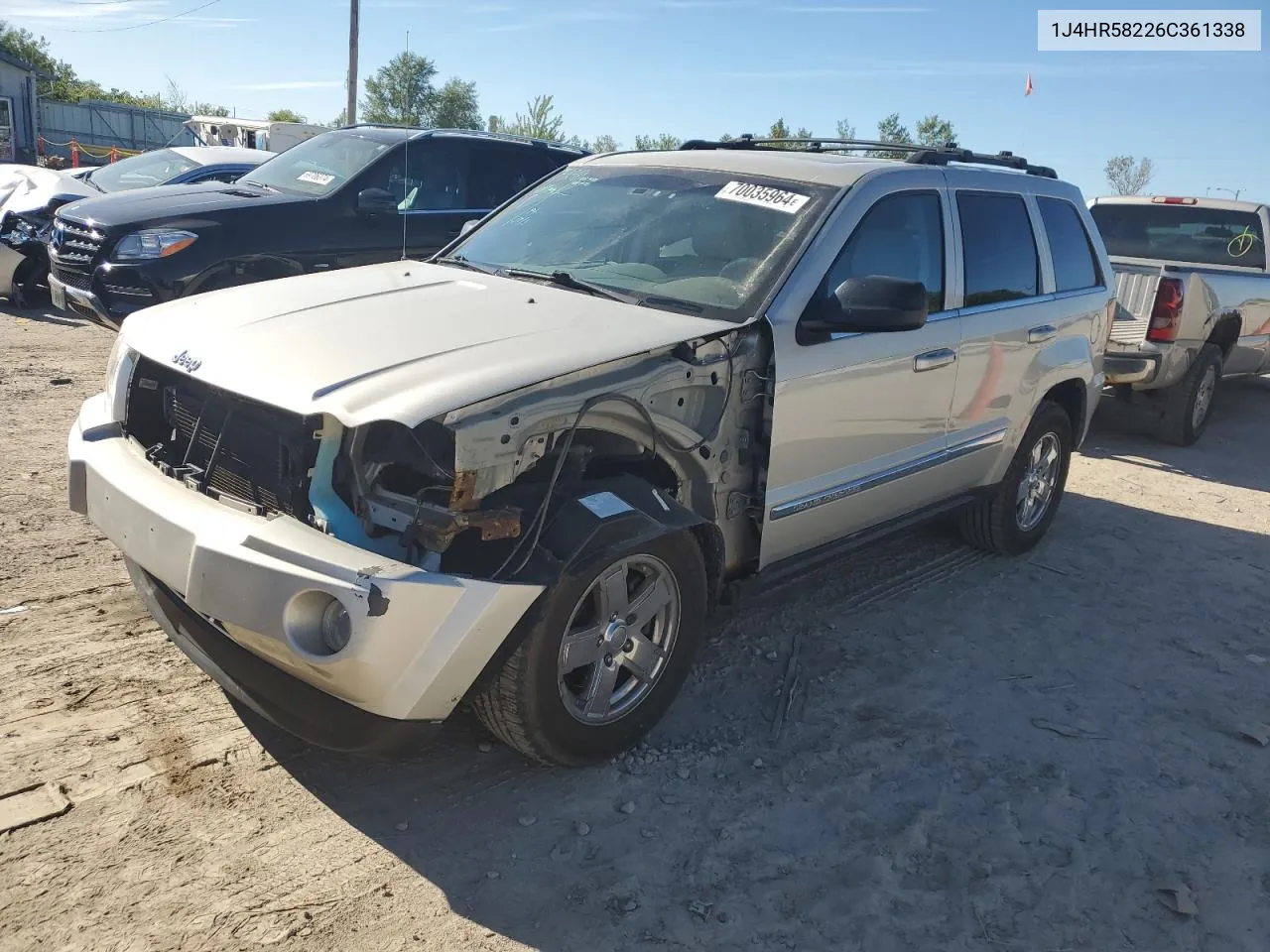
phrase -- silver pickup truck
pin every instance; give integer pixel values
(1194, 302)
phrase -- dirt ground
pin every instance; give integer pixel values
(980, 754)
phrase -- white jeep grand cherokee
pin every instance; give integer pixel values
(521, 474)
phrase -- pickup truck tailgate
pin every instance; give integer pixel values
(1135, 296)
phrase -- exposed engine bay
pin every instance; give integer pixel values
(470, 493)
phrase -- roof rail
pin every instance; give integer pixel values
(917, 154)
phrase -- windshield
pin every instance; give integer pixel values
(318, 166)
(141, 171)
(1179, 232)
(679, 239)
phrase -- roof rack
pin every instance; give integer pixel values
(475, 134)
(917, 154)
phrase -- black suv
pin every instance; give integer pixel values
(354, 195)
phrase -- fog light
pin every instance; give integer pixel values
(336, 627)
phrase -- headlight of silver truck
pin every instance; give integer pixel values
(118, 371)
(153, 243)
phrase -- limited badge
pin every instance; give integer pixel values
(762, 195)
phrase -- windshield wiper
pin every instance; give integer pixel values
(460, 262)
(566, 280)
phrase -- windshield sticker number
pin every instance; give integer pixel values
(762, 195)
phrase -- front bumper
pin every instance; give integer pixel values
(1130, 368)
(82, 303)
(420, 639)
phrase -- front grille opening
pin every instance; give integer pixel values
(248, 454)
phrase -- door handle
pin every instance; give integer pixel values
(934, 359)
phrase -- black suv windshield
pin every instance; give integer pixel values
(679, 239)
(141, 171)
(318, 166)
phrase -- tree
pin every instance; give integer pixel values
(933, 131)
(1128, 178)
(892, 130)
(454, 107)
(176, 99)
(402, 91)
(663, 143)
(539, 121)
(60, 81)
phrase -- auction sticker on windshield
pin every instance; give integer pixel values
(762, 195)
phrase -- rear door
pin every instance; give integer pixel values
(858, 428)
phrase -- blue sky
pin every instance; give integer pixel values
(699, 67)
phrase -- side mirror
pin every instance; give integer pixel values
(376, 200)
(870, 304)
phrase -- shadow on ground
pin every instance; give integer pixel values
(1006, 760)
(1239, 413)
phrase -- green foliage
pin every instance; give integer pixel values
(539, 121)
(285, 116)
(1127, 177)
(60, 81)
(934, 131)
(658, 144)
(402, 93)
(454, 107)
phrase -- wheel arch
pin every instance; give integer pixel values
(1072, 395)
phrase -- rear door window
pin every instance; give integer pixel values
(499, 171)
(998, 248)
(436, 179)
(1070, 246)
(1183, 232)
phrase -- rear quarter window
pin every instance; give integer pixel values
(1070, 246)
(998, 248)
(1180, 232)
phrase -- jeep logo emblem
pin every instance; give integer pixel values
(186, 362)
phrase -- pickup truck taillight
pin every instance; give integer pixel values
(1166, 315)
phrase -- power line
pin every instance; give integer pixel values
(146, 23)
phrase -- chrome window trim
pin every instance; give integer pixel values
(878, 479)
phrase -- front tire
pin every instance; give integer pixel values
(602, 655)
(1019, 512)
(1189, 403)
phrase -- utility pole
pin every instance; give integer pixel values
(350, 109)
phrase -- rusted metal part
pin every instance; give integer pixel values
(462, 497)
(436, 529)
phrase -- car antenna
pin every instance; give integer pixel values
(405, 190)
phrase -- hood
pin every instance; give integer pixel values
(28, 188)
(140, 206)
(397, 341)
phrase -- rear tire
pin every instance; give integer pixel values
(1188, 405)
(539, 705)
(1023, 506)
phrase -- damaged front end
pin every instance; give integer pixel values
(475, 492)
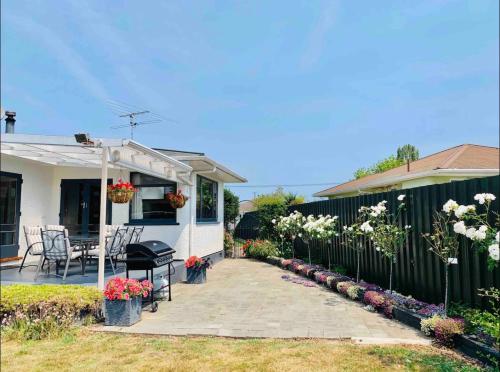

■ Given problem: Resize everything from the line containing "phrase -- front tire" down to the end of the lines: write each of those lines out again in full, multiplying only the pixel coordinates in the answer points by 0.65 and rounding them to whole numbers, with halves rounded up. Leave the pictures out.

■ Completed exercise:
phrase -- front tire
pin every instance; give integer pixel values
(391, 426)
(662, 333)
(773, 262)
phrase -- utility pole
pin every instance; give integer pixel values
(228, 71)
phrase -- rusted metal part
pin every instance; give integer pixel values
(300, 323)
(283, 344)
phrase -- car antenna
pin every instance; give integer pixel values
(263, 124)
phrase -- hood
pin every instance; give integer pixel values
(18, 122)
(91, 134)
(258, 222)
phrase -- rear tire
pin every instance; give integer pixel values
(772, 263)
(350, 458)
(665, 329)
phrase -- damaged front end
pin every instance; give integer pixel values
(309, 320)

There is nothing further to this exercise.